(Natural language region descriptions)
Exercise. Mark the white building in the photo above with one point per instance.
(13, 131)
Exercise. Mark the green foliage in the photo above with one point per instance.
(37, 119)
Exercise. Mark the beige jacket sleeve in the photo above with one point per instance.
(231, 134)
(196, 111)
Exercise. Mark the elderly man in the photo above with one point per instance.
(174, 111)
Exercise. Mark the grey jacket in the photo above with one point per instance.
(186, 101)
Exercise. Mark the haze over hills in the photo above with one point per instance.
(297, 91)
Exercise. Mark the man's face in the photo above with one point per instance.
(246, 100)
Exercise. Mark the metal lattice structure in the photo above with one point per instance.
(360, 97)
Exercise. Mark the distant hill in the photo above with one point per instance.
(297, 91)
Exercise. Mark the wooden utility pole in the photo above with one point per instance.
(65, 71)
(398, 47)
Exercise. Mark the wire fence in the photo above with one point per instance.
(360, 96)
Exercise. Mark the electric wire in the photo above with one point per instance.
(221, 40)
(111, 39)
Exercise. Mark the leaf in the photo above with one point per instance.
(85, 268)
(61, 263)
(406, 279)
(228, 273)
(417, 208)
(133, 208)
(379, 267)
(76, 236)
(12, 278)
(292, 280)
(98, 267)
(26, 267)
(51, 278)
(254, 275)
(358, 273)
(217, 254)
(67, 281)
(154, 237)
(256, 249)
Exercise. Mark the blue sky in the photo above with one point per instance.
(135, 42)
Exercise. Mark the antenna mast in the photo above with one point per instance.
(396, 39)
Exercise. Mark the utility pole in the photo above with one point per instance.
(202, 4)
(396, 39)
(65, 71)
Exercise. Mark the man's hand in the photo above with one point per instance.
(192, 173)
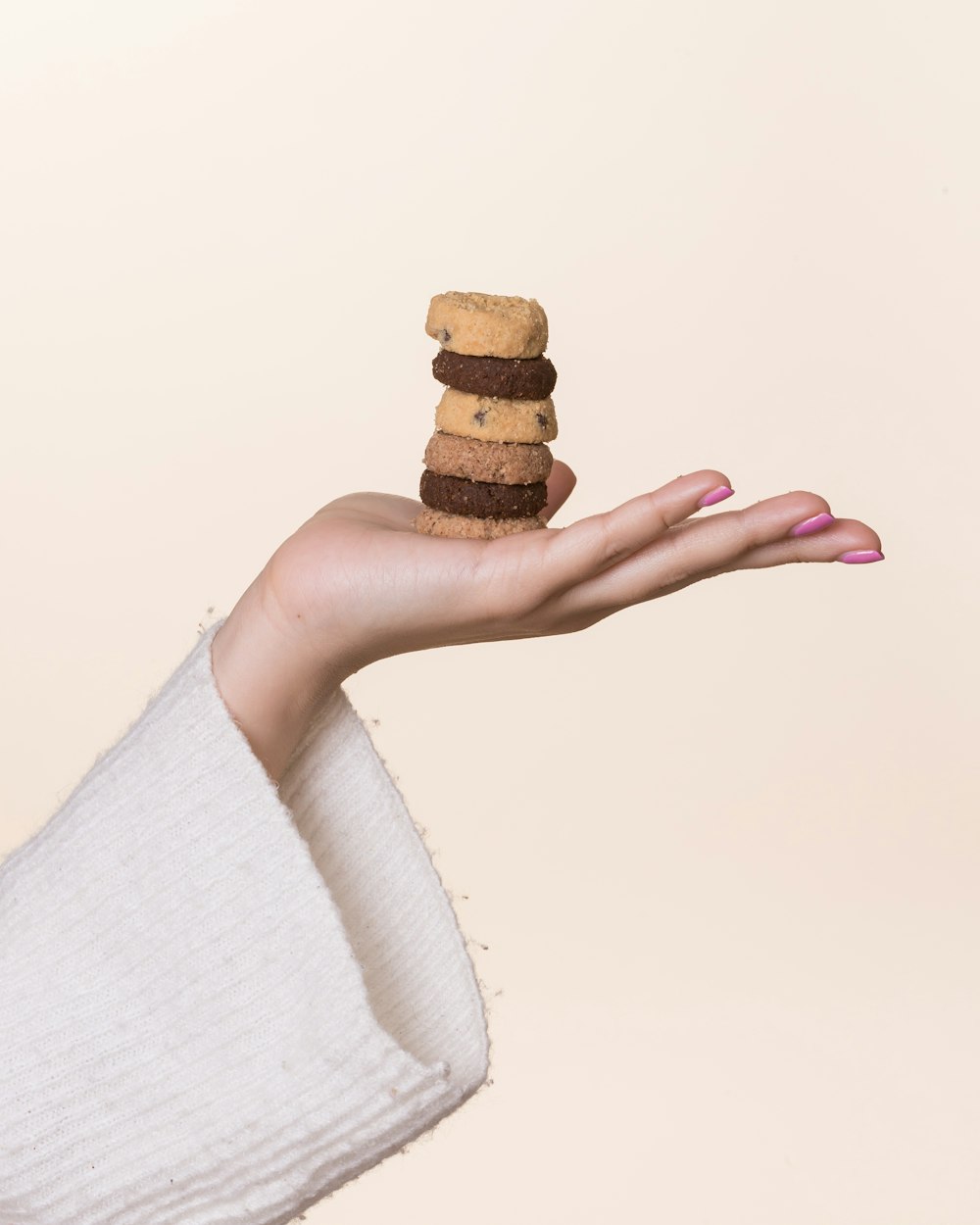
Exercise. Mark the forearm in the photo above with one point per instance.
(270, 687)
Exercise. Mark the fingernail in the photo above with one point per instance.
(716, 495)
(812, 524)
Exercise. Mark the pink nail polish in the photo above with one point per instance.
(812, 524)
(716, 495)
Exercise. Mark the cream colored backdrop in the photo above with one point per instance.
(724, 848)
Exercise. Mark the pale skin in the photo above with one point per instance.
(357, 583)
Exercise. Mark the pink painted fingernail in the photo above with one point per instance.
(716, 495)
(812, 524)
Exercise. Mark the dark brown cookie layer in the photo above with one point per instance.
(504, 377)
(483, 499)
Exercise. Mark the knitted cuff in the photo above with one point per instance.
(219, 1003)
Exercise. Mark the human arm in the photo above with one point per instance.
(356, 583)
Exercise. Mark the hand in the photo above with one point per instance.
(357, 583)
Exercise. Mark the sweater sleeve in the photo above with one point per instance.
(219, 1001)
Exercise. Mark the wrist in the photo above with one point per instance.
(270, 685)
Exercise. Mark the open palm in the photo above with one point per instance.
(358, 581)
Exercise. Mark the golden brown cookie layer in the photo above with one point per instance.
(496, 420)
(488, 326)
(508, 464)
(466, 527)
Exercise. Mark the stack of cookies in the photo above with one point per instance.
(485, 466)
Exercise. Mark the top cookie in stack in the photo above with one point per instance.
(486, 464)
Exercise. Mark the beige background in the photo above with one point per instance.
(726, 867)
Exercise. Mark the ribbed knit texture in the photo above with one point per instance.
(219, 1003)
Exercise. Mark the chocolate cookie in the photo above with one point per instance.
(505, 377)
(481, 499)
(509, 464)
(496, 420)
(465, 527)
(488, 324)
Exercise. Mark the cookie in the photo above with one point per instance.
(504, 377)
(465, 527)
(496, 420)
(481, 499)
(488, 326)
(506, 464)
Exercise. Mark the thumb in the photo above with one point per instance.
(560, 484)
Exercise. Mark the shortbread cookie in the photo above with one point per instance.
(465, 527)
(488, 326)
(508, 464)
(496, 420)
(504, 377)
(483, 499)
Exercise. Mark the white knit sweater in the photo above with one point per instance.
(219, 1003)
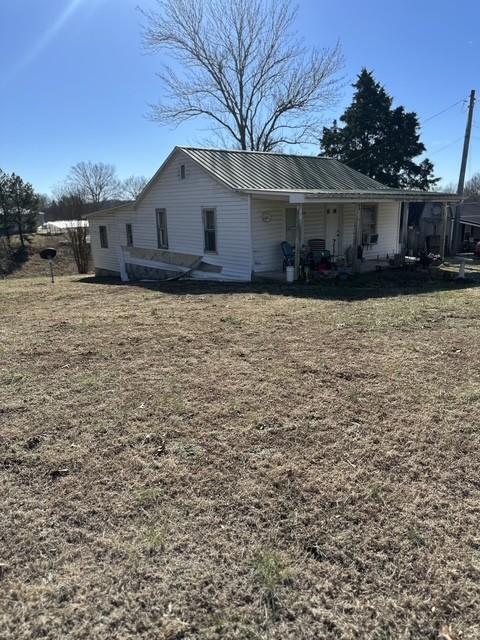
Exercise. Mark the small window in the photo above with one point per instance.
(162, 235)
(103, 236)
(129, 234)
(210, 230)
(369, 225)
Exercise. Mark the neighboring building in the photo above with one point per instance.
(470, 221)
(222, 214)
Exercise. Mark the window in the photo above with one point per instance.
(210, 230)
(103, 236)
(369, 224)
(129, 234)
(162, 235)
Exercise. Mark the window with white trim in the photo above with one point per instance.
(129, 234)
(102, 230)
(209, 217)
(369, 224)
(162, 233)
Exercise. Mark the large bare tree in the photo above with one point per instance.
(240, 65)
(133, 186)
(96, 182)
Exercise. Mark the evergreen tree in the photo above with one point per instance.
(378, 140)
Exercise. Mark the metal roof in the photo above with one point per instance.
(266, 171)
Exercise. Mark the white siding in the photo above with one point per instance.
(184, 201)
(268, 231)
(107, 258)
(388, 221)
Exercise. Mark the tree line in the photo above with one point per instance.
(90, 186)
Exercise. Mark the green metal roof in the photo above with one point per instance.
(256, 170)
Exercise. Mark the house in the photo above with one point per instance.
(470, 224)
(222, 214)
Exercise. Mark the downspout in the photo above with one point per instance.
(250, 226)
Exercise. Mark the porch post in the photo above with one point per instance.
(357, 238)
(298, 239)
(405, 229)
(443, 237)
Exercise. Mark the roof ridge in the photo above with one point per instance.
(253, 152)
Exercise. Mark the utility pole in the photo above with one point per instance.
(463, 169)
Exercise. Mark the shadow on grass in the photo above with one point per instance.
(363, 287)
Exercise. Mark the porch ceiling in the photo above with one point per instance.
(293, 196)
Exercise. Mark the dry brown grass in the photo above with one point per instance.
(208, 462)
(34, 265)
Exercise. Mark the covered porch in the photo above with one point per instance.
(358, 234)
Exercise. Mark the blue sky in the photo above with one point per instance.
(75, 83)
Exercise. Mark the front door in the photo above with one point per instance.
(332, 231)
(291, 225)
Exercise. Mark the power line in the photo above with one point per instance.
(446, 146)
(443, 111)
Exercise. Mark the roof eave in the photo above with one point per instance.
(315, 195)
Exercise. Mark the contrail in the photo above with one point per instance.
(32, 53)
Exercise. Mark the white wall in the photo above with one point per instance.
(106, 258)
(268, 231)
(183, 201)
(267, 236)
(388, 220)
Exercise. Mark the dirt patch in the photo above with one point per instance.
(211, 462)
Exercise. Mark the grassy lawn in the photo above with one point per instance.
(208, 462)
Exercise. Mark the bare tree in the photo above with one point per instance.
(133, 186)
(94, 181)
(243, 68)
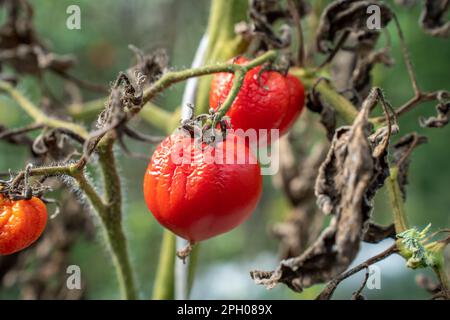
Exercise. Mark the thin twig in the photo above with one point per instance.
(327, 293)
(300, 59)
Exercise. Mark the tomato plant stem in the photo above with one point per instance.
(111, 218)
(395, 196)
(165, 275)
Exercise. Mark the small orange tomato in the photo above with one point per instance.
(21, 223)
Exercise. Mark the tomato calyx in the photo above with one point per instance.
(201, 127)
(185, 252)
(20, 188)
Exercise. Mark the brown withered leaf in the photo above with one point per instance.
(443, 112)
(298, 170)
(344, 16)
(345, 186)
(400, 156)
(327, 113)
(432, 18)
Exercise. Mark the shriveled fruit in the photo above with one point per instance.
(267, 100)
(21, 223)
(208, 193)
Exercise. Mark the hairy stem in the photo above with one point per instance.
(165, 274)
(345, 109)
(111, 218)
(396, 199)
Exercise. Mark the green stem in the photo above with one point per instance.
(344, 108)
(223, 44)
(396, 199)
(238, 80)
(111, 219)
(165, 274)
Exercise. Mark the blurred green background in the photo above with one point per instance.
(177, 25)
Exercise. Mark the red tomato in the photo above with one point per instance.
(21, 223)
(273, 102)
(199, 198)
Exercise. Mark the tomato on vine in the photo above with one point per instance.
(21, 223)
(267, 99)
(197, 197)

• _Exercise_: A faithful copy of the records above, without images, is what to give back.

• _Solution to this problem_:
Exercise. Mark the white building in the photo above with one point per instance.
(13, 131)
Exercise. Mark the green foliage in the photo above with one point per instance.
(37, 119)
Exercise. Mark the beige jacket sleeve in the photo above with one point per instance.
(231, 134)
(196, 111)
Exercise. Mark the elderly man in the photo above with one point per instance.
(174, 111)
Exercise. Mark the grey jacket in the photo above with one point per instance.
(186, 101)
Exercise. Mark the haze over hills in the photo above with one point per instance.
(297, 91)
Exercise. Mark the man's face in the photo above with one point per instance.
(246, 100)
Exercise. Mark the metal lattice structure in the photo above with one point per instance.
(360, 97)
Exercise. Mark the distant hill in the photo above with one point per instance.
(297, 91)
Exercise. Mark the wooden utility pole in the photo above with one point per instance.
(65, 71)
(398, 47)
Exercise. Mark the wire fence in the photo above with one point per instance.
(360, 96)
Exercise. Mark the electric wire in the photo above with one point per instance.
(221, 40)
(111, 39)
Exercise. Mark the leaf in the photo above with one point per instance.
(85, 268)
(61, 263)
(406, 279)
(228, 273)
(417, 208)
(133, 208)
(379, 267)
(76, 236)
(12, 278)
(292, 280)
(98, 267)
(26, 267)
(51, 278)
(254, 275)
(358, 273)
(217, 254)
(67, 281)
(154, 237)
(256, 249)
Exercise. Mark the blue sky in the photo above with one point per instance.
(135, 42)
Exercise. Mark the antenna mast in the photo above with one point per instance.
(396, 39)
Exercise. Mark the utility pole in the photo above with one point per instance.
(202, 4)
(396, 39)
(65, 71)
Exercise. Mark the man's hand in the photo above with one point per instance.
(192, 173)
Exercise. Mark the forearm in the photo above with one point per instance.
(270, 687)
Exercise. Mark the fingernail in the photo above with one point per instance.
(716, 495)
(812, 524)
Exercise. Mark the pink nail polish in the photo above with one point per instance.
(812, 524)
(716, 495)
Exercise. Mark the cream colored backdrop in the photo above with one point per instance.
(724, 848)
Exercise. Mark the pale skin in the photo above with one point per instance.
(357, 583)
Exercise. Mark the pink painted fingernail in the photo above with one point per instance.
(716, 495)
(812, 524)
Exercise. Mark the dark brown cookie layer in the photo above with one point per instance.
(504, 377)
(483, 499)
Exercise. Mark the knitted cuff in the photo above with one point per instance.
(219, 1003)
Exercise. Mark the human arm in the photo above with one point per instance.
(356, 583)
Exercise. Mark the hand in the photo above with one point per instance.
(357, 583)
Exercise. Mark the sweater sleeve in the photo above with one point per instance.
(219, 1001)
Exercise. Mark the wrist in the photo above with one point per instance.
(270, 685)
Exercise. Mark the open palm in the photo above with one point per instance.
(358, 581)
Exercise. Mark the golden brown cookie layer in the photo above with one point per instance.
(496, 420)
(488, 326)
(508, 464)
(466, 527)
Exercise. Mark the stack of cookies in the photo above with one point per instance.
(485, 466)
Exercise. Mark the top cookie in stack in the photo above with one point per instance.
(486, 464)
Exercise. Mark the beige background in the photo above with one point per instance.
(726, 867)
Exercise. Mark the ribbed knit texture in the photo above with one point per instance.
(219, 1003)
Exercise. Mark the chocolate cookie in the photo above with one point per instance.
(505, 377)
(481, 499)
(509, 464)
(496, 420)
(465, 527)
(488, 324)
Exercise. Mark the cookie in the photo above with one point per instance.
(504, 377)
(465, 527)
(496, 420)
(481, 499)
(488, 326)
(506, 464)
Exercise. Mark the thumb in the photo above with one point per instance.
(560, 484)
Exercise. Mark the shortbread cookie in the photo above with one point per instance.
(465, 527)
(488, 326)
(508, 464)
(496, 420)
(504, 377)
(483, 499)
Exercise. Mark the white knit sweater in the photo above with one point per instance.
(219, 1003)
Exercise. Mark the small window in the photo above with one point per instance.
(162, 235)
(103, 236)
(129, 234)
(210, 230)
(369, 225)
Exercise. Mark the neighboring building in the photo above with one point per instance.
(470, 221)
(222, 214)
Exercise. Mark the window in the photo above with one point per instance.
(210, 230)
(103, 236)
(369, 224)
(129, 234)
(162, 235)
Exercise. Mark the window with white trim in the photo above with one point per instance.
(129, 234)
(102, 230)
(209, 217)
(369, 224)
(162, 233)
Exercise. Mark the large bare tree in the photo above with one point per instance.
(240, 65)
(133, 186)
(96, 182)
Exercise. Mark the evergreen tree in the photo above with one point per instance.
(378, 140)
Exercise. Mark the metal roof in the photo above with one point per instance.
(266, 171)
Exercise. Mark the white siding in the photo above with one point per instance.
(184, 201)
(268, 231)
(107, 258)
(388, 221)
Exercise. Mark the tree line in the photo above with one point per instance.
(90, 186)
Exercise. Mark the green metal roof in the photo above with one point per instance.
(256, 170)
Exercise. Mark the house in the photo above with one point per instance.
(470, 224)
(222, 214)
Exercise. Mark the downspout in the photo above with one point per instance.
(250, 226)
Exercise. Mark the porch post in the photo above with one point per instance.
(357, 238)
(298, 239)
(405, 229)
(443, 237)
Exercise. Mark the roof ridge in the photo above with one point per instance.
(253, 152)
Exercise. Mark the utility pole in the photo above with one point per instance.
(463, 169)
Exercise. Mark the shadow on grass in the photo above with one point per instance.
(363, 287)
Exercise. Mark the porch ceiling in the photo above with one point per instance.
(293, 196)
Exercise. Mark the dry brown grass in the photo above with one point per instance.
(208, 462)
(34, 265)
Exercise. Mark the covered porch in the photo above with one point per instance.
(358, 234)
Exercise. Mark the blue sky in the photo above with one point per instance.
(75, 83)
Exercise. Mark the front door in the photo above with one point per instance.
(332, 231)
(291, 225)
Exercise. Mark the power line in the photo above with one point per instance.
(446, 146)
(443, 111)
Exercise. Mark the roof eave in the photo above with one point per instance.
(315, 195)
Exercise. Mark the contrail in the photo above with one point per instance.
(32, 53)
Exercise. Mark the white wall in the photo above with one point per instance.
(106, 258)
(268, 231)
(183, 201)
(267, 236)
(388, 220)
Exercise. Mark the dirt patch in the photo above with one point per instance.
(211, 462)
Exercise. Mark the grassy lawn in the photo above with one point per instance.
(208, 462)
Exercise. Mark the bare tree in the photo above with one point per instance.
(133, 186)
(94, 181)
(243, 68)
Exercise. Mark the thin twig in the photo above with one point per instance.
(327, 293)
(300, 59)
Exercise. Mark the tomato plant stem in the photo above with one point per instance.
(111, 218)
(395, 196)
(165, 275)
Exercise. Mark the small orange tomato in the photo above with one point per instance.
(21, 223)
Exercise. Mark the tomato calyx in the photo above with one point per instance.
(201, 127)
(185, 252)
(20, 188)
Exercise. Mark the brown withered leaf in the photo above with one point per instance.
(443, 112)
(298, 170)
(344, 16)
(345, 186)
(400, 156)
(327, 113)
(432, 18)
Exercise. Mark the shriveled fruit in the photo above with one point per instance.
(267, 100)
(21, 223)
(208, 193)
Exercise. Mark the hairy stem in the photo above with one point per instance.
(165, 274)
(345, 109)
(111, 218)
(396, 199)
Exercise. Mark the green stem in the photo above with one point per instance.
(344, 108)
(223, 44)
(396, 199)
(238, 80)
(111, 219)
(165, 274)
Exercise. Mark the blurred green background in the photo above with one point per instance.
(177, 25)
Exercise. Mark the red tomato in the photo above with one point per instance.
(21, 223)
(273, 102)
(199, 198)
Exercise. Mark the tomato on vine in the photo above with one point per instance.
(21, 223)
(267, 99)
(197, 197)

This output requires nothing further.